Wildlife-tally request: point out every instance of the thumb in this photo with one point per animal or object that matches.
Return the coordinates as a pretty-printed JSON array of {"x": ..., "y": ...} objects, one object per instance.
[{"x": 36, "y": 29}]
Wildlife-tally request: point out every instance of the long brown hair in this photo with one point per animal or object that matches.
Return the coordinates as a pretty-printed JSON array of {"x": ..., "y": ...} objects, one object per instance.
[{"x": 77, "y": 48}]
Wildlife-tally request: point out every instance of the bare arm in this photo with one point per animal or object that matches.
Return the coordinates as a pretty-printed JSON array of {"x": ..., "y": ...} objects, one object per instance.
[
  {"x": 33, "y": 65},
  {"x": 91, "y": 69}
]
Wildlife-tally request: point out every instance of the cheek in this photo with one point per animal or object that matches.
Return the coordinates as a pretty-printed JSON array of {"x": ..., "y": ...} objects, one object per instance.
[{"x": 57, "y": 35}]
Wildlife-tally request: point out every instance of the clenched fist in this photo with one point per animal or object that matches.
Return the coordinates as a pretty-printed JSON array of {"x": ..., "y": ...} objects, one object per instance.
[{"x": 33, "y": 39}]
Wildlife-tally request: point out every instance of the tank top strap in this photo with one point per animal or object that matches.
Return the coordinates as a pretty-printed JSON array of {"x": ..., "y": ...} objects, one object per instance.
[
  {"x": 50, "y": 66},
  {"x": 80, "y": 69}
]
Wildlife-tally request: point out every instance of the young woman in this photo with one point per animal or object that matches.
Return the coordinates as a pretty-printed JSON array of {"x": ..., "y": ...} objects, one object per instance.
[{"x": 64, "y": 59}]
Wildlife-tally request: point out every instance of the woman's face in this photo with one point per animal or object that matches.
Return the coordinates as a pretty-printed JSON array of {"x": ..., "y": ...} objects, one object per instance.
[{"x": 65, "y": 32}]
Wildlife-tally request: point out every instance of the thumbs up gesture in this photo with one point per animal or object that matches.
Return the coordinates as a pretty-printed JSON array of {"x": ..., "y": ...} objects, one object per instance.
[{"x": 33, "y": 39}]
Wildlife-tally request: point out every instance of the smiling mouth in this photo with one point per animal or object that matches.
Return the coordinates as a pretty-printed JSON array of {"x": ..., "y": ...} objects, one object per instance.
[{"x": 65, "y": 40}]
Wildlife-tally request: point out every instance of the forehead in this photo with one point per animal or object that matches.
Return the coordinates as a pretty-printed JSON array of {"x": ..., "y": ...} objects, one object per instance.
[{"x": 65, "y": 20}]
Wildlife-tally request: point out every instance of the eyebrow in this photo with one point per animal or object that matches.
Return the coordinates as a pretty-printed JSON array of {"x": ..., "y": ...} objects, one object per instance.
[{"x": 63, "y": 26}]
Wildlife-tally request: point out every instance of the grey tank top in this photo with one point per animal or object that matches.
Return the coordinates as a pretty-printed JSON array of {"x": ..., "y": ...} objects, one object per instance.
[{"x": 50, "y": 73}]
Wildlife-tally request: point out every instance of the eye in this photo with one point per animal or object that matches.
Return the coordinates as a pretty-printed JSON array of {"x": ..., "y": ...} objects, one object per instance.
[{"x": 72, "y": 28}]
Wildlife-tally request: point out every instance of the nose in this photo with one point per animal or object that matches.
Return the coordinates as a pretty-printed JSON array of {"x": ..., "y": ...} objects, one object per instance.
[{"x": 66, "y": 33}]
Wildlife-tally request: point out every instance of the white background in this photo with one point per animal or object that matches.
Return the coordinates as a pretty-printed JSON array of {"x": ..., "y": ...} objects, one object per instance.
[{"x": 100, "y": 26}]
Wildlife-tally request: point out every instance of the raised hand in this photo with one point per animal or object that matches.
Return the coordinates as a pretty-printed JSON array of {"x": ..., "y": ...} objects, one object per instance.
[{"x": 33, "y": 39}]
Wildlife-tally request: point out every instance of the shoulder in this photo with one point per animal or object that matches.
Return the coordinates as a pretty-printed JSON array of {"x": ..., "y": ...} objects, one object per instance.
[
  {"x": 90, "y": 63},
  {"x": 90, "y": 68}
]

________________

THE PROBLEM
Extract all the entries word for word.

REPLY TO THE EXERCISE
Wildlife-tally request: point out every instance of the thumb in this photo with one point per animal or object that matches.
Return the coordinates as a pretty-printed JSON array of {"x": ..., "y": ...} objects, one object per instance.
[{"x": 36, "y": 29}]
Wildlife-tally request: point out every instance of the long brown hair in this photo with one point per animal or object that matches.
Return the coordinates as a pretty-printed JSON array of {"x": ..., "y": ...} objects, one object per instance.
[{"x": 77, "y": 48}]
Wildlife-tally request: point out every instance of the bare arm in this photo with one point per animal or object that matches.
Return the coordinates as a pretty-printed JSON array of {"x": ..., "y": ...} objects, one object per instance.
[
  {"x": 33, "y": 65},
  {"x": 91, "y": 69}
]
Wildlife-tally request: point out every instance of the cheek in this photo with one point per animal or object that matches.
Return the coordinates as a pretty-printed JSON array of {"x": ..., "y": ...} objects, one object per instance.
[{"x": 57, "y": 35}]
Wildlife-tally request: point out every instance of the clenched fist in this photo with one point per animal or object that matches.
Return the coordinates as a pretty-printed JSON array of {"x": ..., "y": ...} objects, one object per instance.
[{"x": 33, "y": 39}]
Wildlife-tally request: point out every instance of the tank top strap in this photo with one point per animal or object that matches.
Return the coordinates as a pretty-printed JSON array of {"x": ..., "y": ...} objects, one object per instance.
[
  {"x": 50, "y": 66},
  {"x": 80, "y": 69}
]
Wildlife-tally request: point out every instance of the young woman in this photo with one point per animal or object that matches.
Return the coordinates as a pretty-printed JSON array of {"x": ..., "y": ...} objects, one object per instance.
[{"x": 64, "y": 59}]
Wildlife-tally request: point out every instance of the woman's face in this photo with one point per animal or object that matches.
Return the coordinates as a pretty-printed JSON array of {"x": ..., "y": ...} objects, one object per instance.
[{"x": 65, "y": 32}]
Wildlife-tally request: point out every instance of the thumbs up gesture in this photo with one point per animal or object that matches.
Return the coordinates as a pretty-printed JSON array of {"x": ..., "y": ...} objects, one object per instance.
[{"x": 33, "y": 39}]
Wildlife-tally request: point out every instance of the smiling mouth in this photo with one point per animal or object that matches.
Return the coordinates as a pretty-printed JSON array of {"x": ..., "y": ...} objects, one object per instance.
[{"x": 65, "y": 40}]
Wildlife-tally request: point out every instance of the forehead in this photo with one point per animal or object that matches.
Return the coordinates as a pretty-printed JSON array of {"x": ..., "y": ...} objects, one object per instance.
[{"x": 65, "y": 20}]
Wildlife-tally request: point out every instance of the eyebrow in this photo with one point per animal or object that matches.
Return the coordinates as a pretty-printed JSON array of {"x": ..., "y": ...} objects, one object per instance.
[{"x": 63, "y": 26}]
Wildlife-tally request: point out every instance of the grey tank top in this photo with one point per animal or object that matches.
Return the coordinates as a pretty-printed JSON array of {"x": ..., "y": ...} objects, one object per instance.
[{"x": 50, "y": 73}]
Wildlife-tally request: point out every instance of the eye in this photo with one point per animal or object that matches.
Return the coordinates as a pretty-printed JSON array of {"x": ..., "y": ...} objects, one object per instance.
[{"x": 72, "y": 28}]
Wildlife-tally request: point out every instance of the nose in this photo with one point per animal or object that matches.
Return the coordinates as a pretty-printed JSON array of {"x": ..., "y": ...} objects, one object per instance.
[{"x": 66, "y": 33}]
Wildlife-tally request: point out every instance of the white background in this photo with one point per animal or object that matches.
Return the coordinates as a pretty-printed JSON array of {"x": ..., "y": ...} objects, one object per instance.
[{"x": 100, "y": 26}]
Wildlife-tally request: point out every instance of the raised hand in this photo with one point per animal or object that matches.
Return the coordinates as a pretty-printed JSON array of {"x": ..., "y": ...} objects, one object per instance.
[{"x": 33, "y": 39}]
Wildlife-tally request: point out every instance of the shoulder in this photo with one point per animal or object that matches.
Return the coordinates as a pretty-printed JSON array of {"x": ..., "y": ...} objects, one object per instance.
[
  {"x": 90, "y": 63},
  {"x": 90, "y": 68}
]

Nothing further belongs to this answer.